The story of Scotch tape is one of incredible determination and risk-taking — and its invention was thanks to a banjo-playing, college-dropout, “misfit” engineer who believed in his ability to invent.

He ended up not just pioneering Scotch transparent tape and masking tape, but revolutionizing the way that his company, 3M, treated creative people.

A Brief History of 3M

Though today’s consumers recognize 3M as a manufacturer of sandpaper, tape, and other adhesives, the company initially attempted to break into a completely different market.

In 1902, five Minnesota businessmen pooled their resources to start a mining venture, Minnesota Mining & Manufacturing Co (3M). With the goal of extracting and selling corundum, an abrasive mineral, the men purchased a mine. But when the mine failed to turn up anything of value, the project faltered and changed hands. Its new owners set out on a mission to invent a superior sandpaper.

Without corundum, 3M turned to importing a different mineral, garnet, from Spain. Though garnet proved gritty enough to make sandpaper with, it was far from ideal. Hundreds of letters poured in from customers complaining that the ground up minerals weren’t adhering to the sandpaper. After a decade of research, development, and hard work, 3M still found itself struggling to turn a profit.

Then, in the early 1920s, the company’s management decided to diversify its product line. It was a strategy that paid off big — especially when they hired an engineer named Richard Drew.

The Scrappy Engineer

In 1921, 3M hired three men to oversee product innovation — a move that the company itself cites as “one of the most harmonic convergences in the annals of business.” Among the men was one Richard Drew.

--*--

SET PROBLEM 1: Report each line of the entries below that contains the string "panel", treating uppercase and lowercase letters as different.

(Rows of box annotation data)
--*--

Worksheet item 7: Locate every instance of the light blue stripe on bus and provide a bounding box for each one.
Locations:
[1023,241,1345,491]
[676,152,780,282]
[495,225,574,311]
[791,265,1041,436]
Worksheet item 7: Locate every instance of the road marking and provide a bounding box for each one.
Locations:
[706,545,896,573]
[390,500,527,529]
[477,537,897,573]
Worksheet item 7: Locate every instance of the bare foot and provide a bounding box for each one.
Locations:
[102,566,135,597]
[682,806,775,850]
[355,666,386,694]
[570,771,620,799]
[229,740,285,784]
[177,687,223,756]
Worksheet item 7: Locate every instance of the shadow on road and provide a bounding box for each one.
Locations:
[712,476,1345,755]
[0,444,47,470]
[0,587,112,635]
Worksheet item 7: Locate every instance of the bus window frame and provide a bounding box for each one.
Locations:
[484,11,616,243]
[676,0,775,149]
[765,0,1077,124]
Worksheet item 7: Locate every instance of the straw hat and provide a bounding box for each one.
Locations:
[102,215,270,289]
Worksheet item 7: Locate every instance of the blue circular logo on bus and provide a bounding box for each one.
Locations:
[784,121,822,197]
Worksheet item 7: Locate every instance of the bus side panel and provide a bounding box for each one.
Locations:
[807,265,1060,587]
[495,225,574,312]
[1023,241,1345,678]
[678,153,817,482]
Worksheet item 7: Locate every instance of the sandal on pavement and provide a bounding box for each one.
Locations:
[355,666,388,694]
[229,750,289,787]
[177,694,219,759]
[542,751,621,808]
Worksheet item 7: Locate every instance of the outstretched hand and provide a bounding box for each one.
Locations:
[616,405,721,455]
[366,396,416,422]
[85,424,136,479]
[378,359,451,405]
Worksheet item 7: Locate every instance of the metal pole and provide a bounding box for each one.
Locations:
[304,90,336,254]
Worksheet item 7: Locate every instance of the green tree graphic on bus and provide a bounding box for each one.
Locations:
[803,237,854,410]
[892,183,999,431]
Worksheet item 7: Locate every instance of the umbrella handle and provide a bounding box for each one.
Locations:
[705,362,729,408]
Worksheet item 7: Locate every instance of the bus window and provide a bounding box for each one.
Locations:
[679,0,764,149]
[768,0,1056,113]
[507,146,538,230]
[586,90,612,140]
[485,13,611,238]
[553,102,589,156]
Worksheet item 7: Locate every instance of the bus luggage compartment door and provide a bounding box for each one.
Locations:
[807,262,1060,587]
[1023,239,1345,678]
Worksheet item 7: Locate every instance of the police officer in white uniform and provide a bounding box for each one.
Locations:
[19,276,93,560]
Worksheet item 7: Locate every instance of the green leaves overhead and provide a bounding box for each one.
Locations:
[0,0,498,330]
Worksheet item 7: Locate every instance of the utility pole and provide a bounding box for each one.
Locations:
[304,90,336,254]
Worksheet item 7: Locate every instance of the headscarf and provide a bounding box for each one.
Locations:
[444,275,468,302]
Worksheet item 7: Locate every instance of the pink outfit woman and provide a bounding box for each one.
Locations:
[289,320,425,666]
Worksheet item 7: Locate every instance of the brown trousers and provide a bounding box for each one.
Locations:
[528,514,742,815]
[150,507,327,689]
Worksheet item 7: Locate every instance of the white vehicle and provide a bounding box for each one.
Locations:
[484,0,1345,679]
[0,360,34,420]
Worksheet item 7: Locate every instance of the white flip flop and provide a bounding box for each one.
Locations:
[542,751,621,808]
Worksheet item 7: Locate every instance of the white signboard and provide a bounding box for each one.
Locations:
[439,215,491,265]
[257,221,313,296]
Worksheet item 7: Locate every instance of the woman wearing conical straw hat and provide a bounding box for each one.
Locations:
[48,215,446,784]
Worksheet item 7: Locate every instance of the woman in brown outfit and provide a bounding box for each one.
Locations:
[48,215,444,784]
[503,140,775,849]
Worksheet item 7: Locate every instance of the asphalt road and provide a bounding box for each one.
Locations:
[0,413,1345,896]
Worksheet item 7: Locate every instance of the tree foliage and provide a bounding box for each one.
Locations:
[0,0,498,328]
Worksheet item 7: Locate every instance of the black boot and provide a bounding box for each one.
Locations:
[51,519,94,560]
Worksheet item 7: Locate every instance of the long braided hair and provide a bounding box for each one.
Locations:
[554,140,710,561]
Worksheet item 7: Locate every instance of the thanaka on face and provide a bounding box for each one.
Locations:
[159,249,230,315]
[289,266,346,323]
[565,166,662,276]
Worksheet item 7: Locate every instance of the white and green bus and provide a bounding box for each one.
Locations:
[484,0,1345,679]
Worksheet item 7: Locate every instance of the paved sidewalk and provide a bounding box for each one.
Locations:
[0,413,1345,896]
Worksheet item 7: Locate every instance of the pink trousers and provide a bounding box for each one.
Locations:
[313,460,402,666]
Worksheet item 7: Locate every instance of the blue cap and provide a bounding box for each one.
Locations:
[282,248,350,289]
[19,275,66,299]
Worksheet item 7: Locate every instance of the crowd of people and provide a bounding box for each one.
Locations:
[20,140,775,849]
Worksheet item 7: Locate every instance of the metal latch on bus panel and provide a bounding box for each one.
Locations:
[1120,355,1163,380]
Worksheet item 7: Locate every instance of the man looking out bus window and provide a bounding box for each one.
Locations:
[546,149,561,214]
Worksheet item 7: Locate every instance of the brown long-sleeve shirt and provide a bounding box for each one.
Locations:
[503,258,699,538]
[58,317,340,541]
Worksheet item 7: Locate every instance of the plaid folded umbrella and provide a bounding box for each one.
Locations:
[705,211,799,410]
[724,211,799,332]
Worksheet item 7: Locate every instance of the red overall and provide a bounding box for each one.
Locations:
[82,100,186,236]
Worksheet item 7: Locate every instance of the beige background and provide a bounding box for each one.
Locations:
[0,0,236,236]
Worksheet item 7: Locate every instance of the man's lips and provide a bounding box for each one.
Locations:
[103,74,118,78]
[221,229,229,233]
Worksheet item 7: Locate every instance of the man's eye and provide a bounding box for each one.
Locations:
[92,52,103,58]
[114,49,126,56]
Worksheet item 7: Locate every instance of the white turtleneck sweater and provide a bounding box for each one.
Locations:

--*--

SET PROBLEM 2: In the passage on the history of Scotch tape, reproduce the section starting with "The story of" and going on through "ability to invent.", substituting "persistence" for "determination".

REPLY 1:
Worksheet item 7: Locate every instance of the bus side panel and provide a bounding box for each one.
Worksheet item 7: Locate every instance of the metal latch on bus panel and provide a bounding box for each one.

REPLY 2:
The story of Scotch tape is one of incredible persistence and risk-taking — and its invention was thanks to a banjo-playing, college-dropout, “misfit” engineer who believed in his ability to invent.